▶ _PROBLEMS TO WORK ON_
1 > From the childhood memoir below, return the passage that opens with the words containing "The schools in" and closes with "child, an only child.".
2 > Answer these questions using the childhood memoir below:
(a) What subject did the writer's father teach, and at what level?
(b) In which town did the writer attend first grade?
(c) In what month did the writer's mother bring home the baby brother?
3 > Continue the childhood memoir below from the point where it stops.

▶ _TEXT SHOWN_
I grew up during the 6o’s. I was born in 1955 and by 1960 I was more or less aware of the world around me. I remember going to kindergarten in Springfield, Illinois. My father taught Junior High School English. My mother was a telephone operator. Every morning I was dropped off at day care. When it was time for school, the five year olds were marched across the street to the elementary school where we attended a half day of kindergarten.
The schools in Springfield were very progressive. I remember being taught basic mathematical concepts with Napier rods. Those were the square sticks that were painted bright primary colors indicative of their length. We learned that two unit rods were as long as one rod two units long. We learned that four rods that are three units long were the same length as three rods that are four units long. I loved math class.
We learned to read about Dick and Jane and Sally and Spot. I learned to read very fast. I was hungry to read. My house was full of books and I was tired of looking at pictures and guessing what the words said. My folks read to me but I was a very independent child, an only child.
The next year I went to first grade in Rochester, Illinois, the suburb outside of Springfield where we lived. I got up and had breakfast with mom and dad and then walked to school. In the afternoon I walked from school to a neighbors house where I stayed until my mom and dad got home from work. Around Christmas that year my mom quit working. In February she went to the hospital and brought home my baby brother. I was no longer an only child.

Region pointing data
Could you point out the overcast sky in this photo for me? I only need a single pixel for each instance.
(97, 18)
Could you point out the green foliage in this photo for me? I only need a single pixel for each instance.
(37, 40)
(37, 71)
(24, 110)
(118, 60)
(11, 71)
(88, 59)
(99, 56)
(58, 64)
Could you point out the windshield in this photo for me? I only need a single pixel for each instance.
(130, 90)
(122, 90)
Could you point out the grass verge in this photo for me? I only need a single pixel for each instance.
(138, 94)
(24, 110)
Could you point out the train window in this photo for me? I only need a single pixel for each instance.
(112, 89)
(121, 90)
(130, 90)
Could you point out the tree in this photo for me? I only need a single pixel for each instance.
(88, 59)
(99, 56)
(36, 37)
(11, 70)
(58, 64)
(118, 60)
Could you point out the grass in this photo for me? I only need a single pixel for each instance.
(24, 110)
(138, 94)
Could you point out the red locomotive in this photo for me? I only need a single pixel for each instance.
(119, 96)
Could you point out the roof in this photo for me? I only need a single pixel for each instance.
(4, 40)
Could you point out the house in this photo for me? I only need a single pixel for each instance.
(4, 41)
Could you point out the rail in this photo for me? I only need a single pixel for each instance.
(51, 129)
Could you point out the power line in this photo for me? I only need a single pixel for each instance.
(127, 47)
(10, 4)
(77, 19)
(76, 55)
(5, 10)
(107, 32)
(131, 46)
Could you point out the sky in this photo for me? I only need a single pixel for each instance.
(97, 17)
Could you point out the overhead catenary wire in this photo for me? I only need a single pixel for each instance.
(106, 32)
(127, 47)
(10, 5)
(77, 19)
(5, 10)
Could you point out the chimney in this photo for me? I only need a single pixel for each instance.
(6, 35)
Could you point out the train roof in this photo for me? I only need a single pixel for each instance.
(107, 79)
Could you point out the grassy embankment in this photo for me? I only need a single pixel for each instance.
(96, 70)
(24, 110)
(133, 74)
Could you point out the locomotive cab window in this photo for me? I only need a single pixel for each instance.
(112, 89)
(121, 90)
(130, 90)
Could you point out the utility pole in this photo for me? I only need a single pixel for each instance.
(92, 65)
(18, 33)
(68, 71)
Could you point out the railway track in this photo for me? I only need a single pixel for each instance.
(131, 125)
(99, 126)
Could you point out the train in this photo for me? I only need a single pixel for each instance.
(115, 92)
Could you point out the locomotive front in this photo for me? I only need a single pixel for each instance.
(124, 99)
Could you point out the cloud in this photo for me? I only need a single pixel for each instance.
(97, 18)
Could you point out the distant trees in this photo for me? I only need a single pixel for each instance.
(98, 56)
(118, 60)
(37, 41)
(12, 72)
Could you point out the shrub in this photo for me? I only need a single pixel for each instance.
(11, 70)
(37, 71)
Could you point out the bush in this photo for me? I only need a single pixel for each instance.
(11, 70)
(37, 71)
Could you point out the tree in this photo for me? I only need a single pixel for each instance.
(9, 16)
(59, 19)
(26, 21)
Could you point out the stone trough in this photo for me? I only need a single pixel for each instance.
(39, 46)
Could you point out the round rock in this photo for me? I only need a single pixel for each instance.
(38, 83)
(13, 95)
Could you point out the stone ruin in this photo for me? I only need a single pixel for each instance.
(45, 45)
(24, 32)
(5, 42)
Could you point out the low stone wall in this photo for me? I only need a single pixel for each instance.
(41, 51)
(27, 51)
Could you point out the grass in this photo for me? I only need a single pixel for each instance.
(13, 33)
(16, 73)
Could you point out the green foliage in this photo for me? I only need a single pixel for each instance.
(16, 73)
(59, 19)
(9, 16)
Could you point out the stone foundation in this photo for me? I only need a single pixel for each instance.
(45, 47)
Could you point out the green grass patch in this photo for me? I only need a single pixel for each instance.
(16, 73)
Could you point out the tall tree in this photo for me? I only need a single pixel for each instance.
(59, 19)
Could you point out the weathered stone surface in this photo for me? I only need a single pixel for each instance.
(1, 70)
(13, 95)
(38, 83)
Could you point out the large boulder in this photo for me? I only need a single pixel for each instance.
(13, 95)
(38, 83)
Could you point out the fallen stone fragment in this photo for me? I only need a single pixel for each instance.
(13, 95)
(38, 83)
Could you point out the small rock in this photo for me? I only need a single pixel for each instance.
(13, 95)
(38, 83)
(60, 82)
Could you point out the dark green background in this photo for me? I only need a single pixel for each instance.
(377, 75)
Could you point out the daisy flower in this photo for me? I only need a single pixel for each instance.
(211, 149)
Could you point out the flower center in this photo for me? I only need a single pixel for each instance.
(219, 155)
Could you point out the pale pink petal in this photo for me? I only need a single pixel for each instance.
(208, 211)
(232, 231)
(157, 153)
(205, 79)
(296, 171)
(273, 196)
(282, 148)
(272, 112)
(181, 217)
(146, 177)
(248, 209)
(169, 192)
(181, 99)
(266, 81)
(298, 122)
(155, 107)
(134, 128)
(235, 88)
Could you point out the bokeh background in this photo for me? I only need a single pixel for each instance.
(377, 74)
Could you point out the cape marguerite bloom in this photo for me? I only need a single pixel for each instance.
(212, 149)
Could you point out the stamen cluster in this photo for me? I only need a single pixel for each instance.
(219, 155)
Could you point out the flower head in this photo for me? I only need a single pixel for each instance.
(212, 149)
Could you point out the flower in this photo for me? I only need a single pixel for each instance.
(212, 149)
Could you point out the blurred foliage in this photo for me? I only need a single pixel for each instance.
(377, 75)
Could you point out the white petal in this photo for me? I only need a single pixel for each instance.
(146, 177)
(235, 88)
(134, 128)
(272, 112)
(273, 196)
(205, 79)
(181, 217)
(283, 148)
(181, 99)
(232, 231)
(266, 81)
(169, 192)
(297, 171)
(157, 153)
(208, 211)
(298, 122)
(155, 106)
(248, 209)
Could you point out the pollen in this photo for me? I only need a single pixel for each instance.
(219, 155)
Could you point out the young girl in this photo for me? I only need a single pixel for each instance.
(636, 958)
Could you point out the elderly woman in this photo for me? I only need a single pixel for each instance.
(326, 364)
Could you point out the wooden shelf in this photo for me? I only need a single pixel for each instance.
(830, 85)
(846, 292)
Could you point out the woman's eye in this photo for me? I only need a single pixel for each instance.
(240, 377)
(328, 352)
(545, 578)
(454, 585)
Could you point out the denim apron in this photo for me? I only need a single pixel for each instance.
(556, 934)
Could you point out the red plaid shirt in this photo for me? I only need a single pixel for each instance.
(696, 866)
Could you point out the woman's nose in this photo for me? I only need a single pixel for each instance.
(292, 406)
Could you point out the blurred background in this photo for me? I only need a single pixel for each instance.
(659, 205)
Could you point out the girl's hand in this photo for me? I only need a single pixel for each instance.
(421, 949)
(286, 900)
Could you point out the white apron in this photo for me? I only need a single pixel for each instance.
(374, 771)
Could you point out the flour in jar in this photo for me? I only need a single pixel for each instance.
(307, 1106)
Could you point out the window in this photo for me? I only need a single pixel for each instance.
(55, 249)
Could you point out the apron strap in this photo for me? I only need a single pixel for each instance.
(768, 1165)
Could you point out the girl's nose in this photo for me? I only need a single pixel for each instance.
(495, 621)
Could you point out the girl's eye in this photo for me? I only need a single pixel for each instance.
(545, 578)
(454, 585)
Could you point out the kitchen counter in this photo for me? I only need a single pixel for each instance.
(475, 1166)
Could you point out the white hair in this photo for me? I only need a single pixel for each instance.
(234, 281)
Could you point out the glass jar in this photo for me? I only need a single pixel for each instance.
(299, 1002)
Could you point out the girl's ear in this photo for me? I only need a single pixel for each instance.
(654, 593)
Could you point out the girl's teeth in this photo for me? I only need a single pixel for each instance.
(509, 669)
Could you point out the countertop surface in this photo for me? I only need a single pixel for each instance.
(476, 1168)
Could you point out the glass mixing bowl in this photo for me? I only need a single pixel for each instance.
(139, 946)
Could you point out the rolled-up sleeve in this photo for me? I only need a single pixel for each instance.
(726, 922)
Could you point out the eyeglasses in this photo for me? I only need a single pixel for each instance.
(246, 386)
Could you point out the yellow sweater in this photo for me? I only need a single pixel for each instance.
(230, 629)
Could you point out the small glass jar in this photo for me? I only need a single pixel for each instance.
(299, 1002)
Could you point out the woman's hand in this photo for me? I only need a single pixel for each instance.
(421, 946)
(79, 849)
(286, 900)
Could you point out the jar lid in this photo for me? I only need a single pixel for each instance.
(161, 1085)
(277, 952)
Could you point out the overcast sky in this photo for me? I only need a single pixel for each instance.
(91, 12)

▶ _RESPONSES BY TASK_
1 >
The schools in Springfield were very progressive. I remember being taught basic mathematical concepts with Napier rods. Those were the square sticks that were painted bright primary colors indicative of their length. We learned that two unit rods were as long as one rod two units long. We learned that four rods that are three units long were the same length as three rods that are four units long. I loved math class.
We learned to read about Dick and Jane and Sally and Spot. I learned to read very fast. I was hungry to read. My house was full of books and I was tired of looking at pictures and guessing what the words said. My folks read to me but I was a very independent child, an only child.

2 >
(a) English, at a junior high school.
(b) Rochester, Illinois.
(c) February.

3 >
That year at school we watched on TV as Alan Sheppard rode his Mercury Redstone rocket into space. In the afternoons when I got home from school, I watched the Three Stooges on the local afternoon kid’s TV show. Right after my mom brought my brother home from the hospital I was in the studio audience of the show. When the host interviewed me I said hello to my mom and dad and my new little brother and Lucile. When the host asked if Lucile was my girlfriend I said, “No, she’s my grandmother’s housekeeper that’s come to stay with us and help my momma take care of the baby.”
My momma later told me that Lucile had said, “Bless that baby’s heart.” She was overwhelmed with emotion to have been acknowledged on television by her employer’s white grandson. It was the sixties and I was a member of a generation that grew up with less prejudice than our parents. We still grew up with the burden of white privilege but we saw people as people totally blind to the color of their skin. At least that was how it was in First grade.
Sweet dreams, don’t forget to tell the ones you love that you love them, and most important of all, be kind.